• _PROBLEM TO WORK ON_: Quote every item below word for word, and leave the pictures out of your answer.

--- Start of AVAILABLE RECORDS ---

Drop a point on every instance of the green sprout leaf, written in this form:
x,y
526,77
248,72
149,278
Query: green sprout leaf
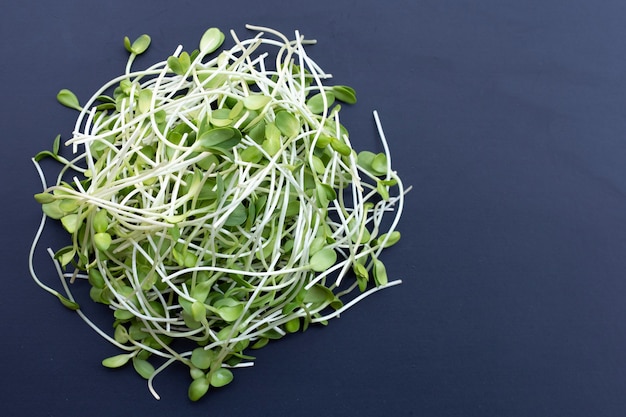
x,y
139,46
323,259
117,360
221,377
220,139
198,388
211,40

--- End of AVAILABLE RECORDS ---

• _OUTPUT_:
Drop a point on every instance of the green sprout leaf, written in this form:
x,y
526,77
248,72
149,278
Query: green sprout leaf
x,y
139,46
323,259
117,360
221,377
220,139
198,388
211,40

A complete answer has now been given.